- [Exercise description] Please retype the passage from the article below on the Theater Emory reception that begins with "Aside from formally" and ends with "of Sister City.".

- [Text under study]
--- START ---
BY Michael Terrazas & deb hammacher

Though Theater Emory’s (TE) Oct. 18 reception in the Schwartz Center theater lab was billed as “An Evening with David Kranes,” the event was a celebration of more than just the former artistic director of the Sundance Playwrights Lab who has been a frequent collaborator with TE over the past decade.

Aside from formally announcing the birth of the Sister City Playwrights exchange, a national effort to foster young playwrights in seven cities from coast to coast, those gathered in the theater lab also were asked to raise a symbolic glass to the space itself, which is physical evidence of the thinking behind the founding of Sister City.

In welcoming an audience of perhaps 75 artists, faculty, alumni, friends and other theater patrons, TE Artistic Producing Director Vinnie Murphy shared some background behind the lab’s creation. During discussions about Emory’s planned performing arts center in the mid-1990s, Murphy said, TE and the Department of Theater Studies volunteered to give up their wish for a fully functional theater space so that the center could contain a concert hall. What the theater folks got instead was the black-box theater lab—perfect for the development of new plays, something with which TE has been intimately involved since before Murphy’s arrival.
--- END ---
- [Data excerpts]
--- START ---
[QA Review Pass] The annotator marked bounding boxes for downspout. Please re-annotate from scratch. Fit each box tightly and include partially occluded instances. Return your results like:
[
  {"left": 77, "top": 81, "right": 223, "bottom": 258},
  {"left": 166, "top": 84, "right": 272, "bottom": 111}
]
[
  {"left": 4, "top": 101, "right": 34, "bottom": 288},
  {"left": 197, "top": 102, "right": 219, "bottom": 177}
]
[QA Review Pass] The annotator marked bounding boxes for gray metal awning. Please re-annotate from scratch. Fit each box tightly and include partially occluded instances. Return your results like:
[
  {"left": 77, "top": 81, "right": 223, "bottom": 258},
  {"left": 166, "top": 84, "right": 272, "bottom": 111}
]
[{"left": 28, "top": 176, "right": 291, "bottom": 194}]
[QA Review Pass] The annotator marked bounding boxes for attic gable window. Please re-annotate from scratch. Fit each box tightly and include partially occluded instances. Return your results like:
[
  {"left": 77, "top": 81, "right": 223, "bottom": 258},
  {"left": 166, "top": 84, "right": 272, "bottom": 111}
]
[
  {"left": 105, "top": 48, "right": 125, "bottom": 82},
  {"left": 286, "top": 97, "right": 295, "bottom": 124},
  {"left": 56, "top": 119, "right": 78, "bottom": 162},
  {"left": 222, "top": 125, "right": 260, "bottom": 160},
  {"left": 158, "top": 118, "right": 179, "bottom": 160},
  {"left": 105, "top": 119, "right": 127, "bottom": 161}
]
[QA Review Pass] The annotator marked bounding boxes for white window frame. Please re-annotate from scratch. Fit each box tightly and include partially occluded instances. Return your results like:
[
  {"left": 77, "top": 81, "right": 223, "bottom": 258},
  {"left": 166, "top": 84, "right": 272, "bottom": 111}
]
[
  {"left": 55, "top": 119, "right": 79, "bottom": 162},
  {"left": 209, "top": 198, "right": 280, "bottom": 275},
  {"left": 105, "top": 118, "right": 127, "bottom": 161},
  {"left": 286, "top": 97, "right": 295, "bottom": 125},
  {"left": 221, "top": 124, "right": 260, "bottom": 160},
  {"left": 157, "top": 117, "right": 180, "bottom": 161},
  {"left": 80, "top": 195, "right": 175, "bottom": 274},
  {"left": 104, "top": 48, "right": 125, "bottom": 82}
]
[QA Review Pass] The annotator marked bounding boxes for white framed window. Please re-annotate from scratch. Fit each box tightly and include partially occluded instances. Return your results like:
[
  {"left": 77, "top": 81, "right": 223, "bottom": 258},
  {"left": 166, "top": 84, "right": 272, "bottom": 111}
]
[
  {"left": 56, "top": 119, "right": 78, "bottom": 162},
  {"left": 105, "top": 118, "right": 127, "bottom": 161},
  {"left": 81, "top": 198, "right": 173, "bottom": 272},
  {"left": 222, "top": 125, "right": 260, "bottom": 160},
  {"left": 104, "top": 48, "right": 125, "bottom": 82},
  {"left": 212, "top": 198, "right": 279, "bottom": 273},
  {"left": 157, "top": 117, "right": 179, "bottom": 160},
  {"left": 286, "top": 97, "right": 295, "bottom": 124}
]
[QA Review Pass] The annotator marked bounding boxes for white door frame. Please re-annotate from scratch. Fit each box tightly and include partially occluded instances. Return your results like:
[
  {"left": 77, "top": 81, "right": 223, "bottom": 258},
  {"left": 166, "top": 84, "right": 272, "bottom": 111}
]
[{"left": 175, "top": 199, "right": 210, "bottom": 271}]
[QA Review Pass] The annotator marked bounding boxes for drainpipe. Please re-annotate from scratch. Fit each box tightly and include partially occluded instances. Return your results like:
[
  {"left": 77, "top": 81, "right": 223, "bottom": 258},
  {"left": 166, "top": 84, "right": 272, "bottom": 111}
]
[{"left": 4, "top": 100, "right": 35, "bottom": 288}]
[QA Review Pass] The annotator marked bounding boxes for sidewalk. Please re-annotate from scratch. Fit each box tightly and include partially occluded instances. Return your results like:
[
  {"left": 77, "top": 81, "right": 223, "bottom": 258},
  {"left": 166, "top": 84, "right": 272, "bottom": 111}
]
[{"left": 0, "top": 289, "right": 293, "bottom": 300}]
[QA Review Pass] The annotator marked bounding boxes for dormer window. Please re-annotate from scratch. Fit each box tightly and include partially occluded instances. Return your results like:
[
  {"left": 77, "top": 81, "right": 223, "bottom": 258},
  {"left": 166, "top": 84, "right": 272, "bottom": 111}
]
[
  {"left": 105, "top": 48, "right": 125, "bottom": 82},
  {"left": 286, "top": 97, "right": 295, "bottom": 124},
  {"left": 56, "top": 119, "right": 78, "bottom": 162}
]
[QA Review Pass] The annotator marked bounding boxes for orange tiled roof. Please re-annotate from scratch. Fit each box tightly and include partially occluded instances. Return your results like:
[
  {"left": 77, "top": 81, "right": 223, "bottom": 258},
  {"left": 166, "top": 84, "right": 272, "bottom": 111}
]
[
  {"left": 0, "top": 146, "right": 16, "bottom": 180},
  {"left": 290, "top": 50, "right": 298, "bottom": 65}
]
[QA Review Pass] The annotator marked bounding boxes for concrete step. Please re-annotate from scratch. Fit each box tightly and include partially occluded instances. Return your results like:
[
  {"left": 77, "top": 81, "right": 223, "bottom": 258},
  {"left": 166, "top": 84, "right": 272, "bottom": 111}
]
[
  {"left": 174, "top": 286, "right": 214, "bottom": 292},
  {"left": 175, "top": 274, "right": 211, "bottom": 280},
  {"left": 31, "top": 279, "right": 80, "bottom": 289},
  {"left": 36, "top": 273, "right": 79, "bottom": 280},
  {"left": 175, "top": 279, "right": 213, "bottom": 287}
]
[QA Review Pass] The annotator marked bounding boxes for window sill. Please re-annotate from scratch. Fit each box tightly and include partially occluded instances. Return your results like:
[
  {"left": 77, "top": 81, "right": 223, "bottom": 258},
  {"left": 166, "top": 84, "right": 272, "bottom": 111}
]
--- END ---
- [Output of the task]
Aside from formally announcing the birth of the Sister City Playwrights exchange, a national effort to foster young playwrights in seven cities from coast to coast, those gathered in the theater lab also were asked to raise a symbolic glass to the space itself, which is physical evidence of the thinking behind the founding of Sister City.